> [What you have to do]
Please set out the material below as a Markdown table with the columns Row and Line, numbering each line in order and omitting blank lines.

> [Record excerpts]

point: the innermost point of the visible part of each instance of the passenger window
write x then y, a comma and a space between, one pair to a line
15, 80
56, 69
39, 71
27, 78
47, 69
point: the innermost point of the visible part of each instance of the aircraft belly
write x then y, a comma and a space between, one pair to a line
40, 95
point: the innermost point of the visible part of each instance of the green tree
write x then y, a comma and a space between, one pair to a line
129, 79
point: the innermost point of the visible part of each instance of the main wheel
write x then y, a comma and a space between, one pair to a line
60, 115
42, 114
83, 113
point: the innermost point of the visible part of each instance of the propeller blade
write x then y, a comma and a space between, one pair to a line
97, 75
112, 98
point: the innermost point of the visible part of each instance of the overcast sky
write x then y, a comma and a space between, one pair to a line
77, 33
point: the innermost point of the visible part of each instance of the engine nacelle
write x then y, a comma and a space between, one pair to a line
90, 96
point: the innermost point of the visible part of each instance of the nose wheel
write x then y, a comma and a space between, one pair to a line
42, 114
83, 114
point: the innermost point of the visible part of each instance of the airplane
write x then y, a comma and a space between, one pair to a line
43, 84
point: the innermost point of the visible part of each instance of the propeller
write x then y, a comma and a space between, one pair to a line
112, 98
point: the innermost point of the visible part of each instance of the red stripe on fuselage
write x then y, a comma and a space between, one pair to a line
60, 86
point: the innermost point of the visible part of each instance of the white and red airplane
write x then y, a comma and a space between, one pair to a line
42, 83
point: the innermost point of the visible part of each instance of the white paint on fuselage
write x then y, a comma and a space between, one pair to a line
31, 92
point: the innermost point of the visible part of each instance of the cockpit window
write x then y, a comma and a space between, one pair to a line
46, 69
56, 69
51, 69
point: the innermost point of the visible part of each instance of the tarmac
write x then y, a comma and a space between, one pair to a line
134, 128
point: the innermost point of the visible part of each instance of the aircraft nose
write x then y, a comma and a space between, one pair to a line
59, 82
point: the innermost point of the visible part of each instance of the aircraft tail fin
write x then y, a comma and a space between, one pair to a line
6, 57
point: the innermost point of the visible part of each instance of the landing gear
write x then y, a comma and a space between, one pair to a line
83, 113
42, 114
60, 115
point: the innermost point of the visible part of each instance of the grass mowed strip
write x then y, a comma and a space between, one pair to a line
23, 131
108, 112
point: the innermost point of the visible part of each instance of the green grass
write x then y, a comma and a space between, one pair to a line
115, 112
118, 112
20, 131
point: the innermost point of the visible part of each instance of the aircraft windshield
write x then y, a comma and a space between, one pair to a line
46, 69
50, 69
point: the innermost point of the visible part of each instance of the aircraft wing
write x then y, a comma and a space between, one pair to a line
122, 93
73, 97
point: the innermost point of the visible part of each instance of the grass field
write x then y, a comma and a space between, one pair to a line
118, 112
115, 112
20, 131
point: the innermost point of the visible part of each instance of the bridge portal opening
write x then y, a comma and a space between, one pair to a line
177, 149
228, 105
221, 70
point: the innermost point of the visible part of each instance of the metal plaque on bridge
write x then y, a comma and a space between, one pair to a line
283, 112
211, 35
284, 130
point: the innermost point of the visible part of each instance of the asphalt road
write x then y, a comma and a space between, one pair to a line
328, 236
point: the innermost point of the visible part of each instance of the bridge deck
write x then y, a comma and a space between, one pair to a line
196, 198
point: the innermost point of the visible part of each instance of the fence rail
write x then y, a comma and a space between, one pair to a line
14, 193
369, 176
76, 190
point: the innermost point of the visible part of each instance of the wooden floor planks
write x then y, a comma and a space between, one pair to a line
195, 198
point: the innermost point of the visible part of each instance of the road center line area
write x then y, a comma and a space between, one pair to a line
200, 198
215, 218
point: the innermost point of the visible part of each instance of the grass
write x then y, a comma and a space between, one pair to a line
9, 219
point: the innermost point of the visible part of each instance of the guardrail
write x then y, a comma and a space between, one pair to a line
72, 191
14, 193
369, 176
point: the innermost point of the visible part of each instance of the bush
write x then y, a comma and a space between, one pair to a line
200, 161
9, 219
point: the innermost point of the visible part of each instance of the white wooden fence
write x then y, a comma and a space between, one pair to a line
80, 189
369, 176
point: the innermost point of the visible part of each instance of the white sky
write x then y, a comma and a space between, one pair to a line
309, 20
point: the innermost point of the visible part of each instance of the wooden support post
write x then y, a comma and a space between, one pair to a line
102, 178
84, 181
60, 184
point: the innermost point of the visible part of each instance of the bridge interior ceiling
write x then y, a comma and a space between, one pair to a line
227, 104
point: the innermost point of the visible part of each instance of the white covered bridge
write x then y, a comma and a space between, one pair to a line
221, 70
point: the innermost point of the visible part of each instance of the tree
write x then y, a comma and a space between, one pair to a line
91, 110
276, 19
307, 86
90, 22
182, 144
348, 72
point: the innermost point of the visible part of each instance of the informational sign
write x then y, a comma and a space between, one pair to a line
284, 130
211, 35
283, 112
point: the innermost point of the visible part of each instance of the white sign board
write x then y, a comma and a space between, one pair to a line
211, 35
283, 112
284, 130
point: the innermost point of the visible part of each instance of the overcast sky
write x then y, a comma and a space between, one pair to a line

> [Answer in full]
| Row | Line |
|---|---|
| 1 | point: the innermost point of the visible part of each instance of the passenger window |
| 2 | write x then y, a comma and a space between, one pair to a line |
| 3 | 15, 80 |
| 4 | 56, 69 |
| 5 | 39, 71 |
| 6 | 27, 78 |
| 7 | 47, 69 |
| 8 | point: the innermost point of the visible part of each instance of the aircraft belly |
| 9 | write x then y, a comma and a space between, one pair to a line |
| 10 | 40, 95 |
| 11 | point: the innermost point of the visible part of each instance of the green tree |
| 12 | write x then y, a comma and a space between, one pair to a line |
| 13 | 129, 79 |
| 14 | point: the innermost point of the visible part of each instance of the main wheel |
| 15 | write x then y, a comma and a space between, one pair to a line |
| 16 | 60, 115 |
| 17 | 42, 114 |
| 18 | 83, 113 |
| 19 | point: the innermost point of the visible part of each instance of the propeller blade |
| 20 | write x then y, a comma and a space between, one pair to a line |
| 21 | 97, 75 |
| 22 | 112, 98 |
| 23 | point: the innermost point of the visible part of each instance of the overcast sky |
| 24 | write x then y, a comma and a space between, one pair to a line |
| 25 | 77, 33 |
| 26 | point: the innermost point of the visible part of each instance of the engine nacelle |
| 27 | write x then y, a comma and a space between, one pair to a line |
| 28 | 90, 96 |
| 29 | point: the innermost point of the visible part of each instance of the nose wheel |
| 30 | write x then y, a comma and a space between, one pair to a line |
| 31 | 42, 114 |
| 32 | 83, 114 |
| 33 | point: the innermost point of the visible part of each instance of the airplane |
| 34 | write x then y, a comma and a space between, one pair to a line |
| 35 | 43, 84 |
| 36 | point: the innermost point of the visible part of each instance of the propeller |
| 37 | write x then y, a comma and a space between, one pair to a line |
| 38 | 112, 98 |
| 39 | point: the innermost point of the visible part of each instance of the red stripe on fuselage |
| 40 | write x then y, a comma and a space between, one pair to a line |
| 41 | 60, 86 |
| 42 | point: the innermost point of the visible part of each instance of the white and red airplane |
| 43 | write x then y, a comma and a space between, one pair to a line |
| 44 | 42, 83 |
| 45 | point: the innermost point of the visible part of each instance of the white paint on fuselage |
| 46 | write x then y, a comma and a space between, one pair to a line |
| 47 | 31, 92 |
| 48 | point: the innermost point of the visible part of each instance of the cockpit window |
| 49 | write x then y, a comma and a space between, one pair to a line |
| 50 | 46, 69 |
| 51 | 56, 69 |
| 52 | 51, 69 |
| 53 | point: the innermost point of the visible part of each instance of the tarmac |
| 54 | write x then y, a comma and a space between, one pair to a line |
| 55 | 134, 128 |
| 56 | point: the innermost point of the visible part of each instance of the aircraft nose |
| 57 | write x then y, a comma and a space between, one pair to a line |
| 58 | 59, 82 |
| 59 | point: the innermost point of the visible part of each instance of the aircraft tail fin |
| 60 | write x then y, a comma and a space between, one pair to a line |
| 61 | 6, 57 |
| 62 | point: the innermost point of the visible part of each instance of the landing gear |
| 63 | write x then y, a comma and a space between, one pair to a line |
| 64 | 83, 113 |
| 65 | 42, 114 |
| 66 | 60, 115 |
| 67 | point: the innermost point of the visible part of each instance of the grass mowed strip |
| 68 | write x then y, a comma and a space between, one pair to a line |
| 69 | 23, 131 |
| 70 | 108, 112 |
| 71 | point: the innermost point of the visible part of each instance of the green grass |
| 72 | write x then y, a comma and a space between, one pair to a line |
| 73 | 115, 112 |
| 74 | 118, 112 |
| 75 | 20, 131 |
| 76 | point: the innermost point of the visible part of each instance of the aircraft windshield |
| 77 | write x then y, a comma and a space between, one pair to a line |
| 78 | 46, 69 |
| 79 | 50, 69 |
| 80 | point: the innermost point of the visible part of each instance of the aircraft wing |
| 81 | write x then y, a comma and a space between, one pair to a line |
| 82 | 122, 93 |
| 83 | 73, 97 |
| 84 | point: the innermost point of the visible part of each instance of the grass field |
| 85 | write x then y, a comma and a space between, one pair to a line |
| 86 | 118, 112 |
| 87 | 115, 112 |
| 88 | 20, 131 |
| 89 | point: the innermost point of the visible part of each instance of the bridge portal opening |
| 90 | write x then y, a comma and a space between, one pair to a line |
| 91 | 177, 149 |
| 92 | 228, 105 |
| 93 | 221, 70 |
| 94 | point: the innermost point of the visible part of each instance of the metal plaque on bridge |
| 95 | write x then y, a comma and a space between, one pair to a line |
| 96 | 283, 112 |
| 97 | 211, 35 |
| 98 | 284, 130 |
| 99 | point: the innermost point of the visible part of each instance of the asphalt road |
| 100 | write x then y, a comma and a space between, one pair to a line |
| 101 | 328, 236 |
| 102 | point: the innermost point of the visible part of each instance of the bridge deck |
| 103 | write x then y, a comma and a space between, one pair to a line |
| 104 | 196, 198 |
| 105 | point: the innermost point of the visible part of each instance of the fence rail |
| 106 | write x then y, a comma and a space between, one pair to a line |
| 107 | 14, 193 |
| 108 | 369, 176 |
| 109 | 76, 190 |
| 110 | point: the innermost point of the visible part of each instance of the wooden floor planks |
| 111 | write x then y, a comma and a space between, one pair to a line |
| 112 | 195, 198 |
| 113 | point: the innermost point of the visible part of each instance of the road center line area |
| 114 | write x then y, a comma and a space between, one pair to a line |
| 115 | 200, 198 |
| 116 | 215, 218 |
| 117 | point: the innermost point of the visible part of each instance of the grass |
| 118 | write x then y, a comma and a space between, one pair to a line |
| 119 | 9, 219 |
| 120 | point: the innermost point of the visible part of each instance of the guardrail |
| 121 | write x then y, a comma and a space between, one pair to a line |
| 122 | 72, 191 |
| 123 | 14, 193 |
| 124 | 369, 176 |
| 125 | point: the innermost point of the visible part of each instance of the bush |
| 126 | write x then y, a comma and a space between, one pair to a line |
| 127 | 200, 161 |
| 128 | 9, 219 |
| 129 | point: the innermost point of the visible part of each instance of the white wooden fence |
| 130 | write x then y, a comma and a space between, one pair to a line |
| 131 | 80, 189 |
| 132 | 369, 176 |
| 133 | point: the innermost point of the visible part of each instance of the white sky |
| 134 | write x then y, a comma and a space between, one pair to a line |
| 135 | 309, 20 |
| 136 | point: the innermost point of the visible part of each instance of the wooden support post |
| 137 | write x then y, a comma and a space between, one pair to a line |
| 138 | 102, 178 |
| 139 | 84, 181 |
| 140 | 60, 184 |
| 141 | point: the innermost point of the visible part of each instance of the bridge interior ceiling |
| 142 | write x then y, a comma and a space between, one pair to a line |
| 143 | 227, 104 |
| 144 | point: the innermost point of the visible part of each instance of the white covered bridge |
| 145 | write x then y, a comma and a space between, one pair to a line |
| 146 | 221, 70 |
| 147 | point: the innermost point of the visible part of each instance of the tree |
| 148 | write x then y, a comma and a space between, one pair to a line |
| 149 | 91, 110 |
| 150 | 276, 19 |
| 151 | 307, 86 |
| 152 | 90, 22 |
| 153 | 182, 144 |
| 154 | 348, 72 |
| 155 | point: the innermost point of the visible part of each instance of the informational sign |
| 156 | write x then y, a comma and a space between, one pair to a line |
| 157 | 284, 130 |
| 158 | 211, 35 |
| 159 | 283, 112 |
| 160 | point: the innermost point of the visible part of each instance of the white sign board |
| 161 | write x then y, a comma and a space between, one pair to a line |
| 162 | 211, 35 |
| 163 | 283, 112 |
| 164 | 284, 130 |
| 165 | point: the innermost point of the visible part of each instance of the overcast sky |
| 166 | write x then y, a comma and a space between, one pair to a line |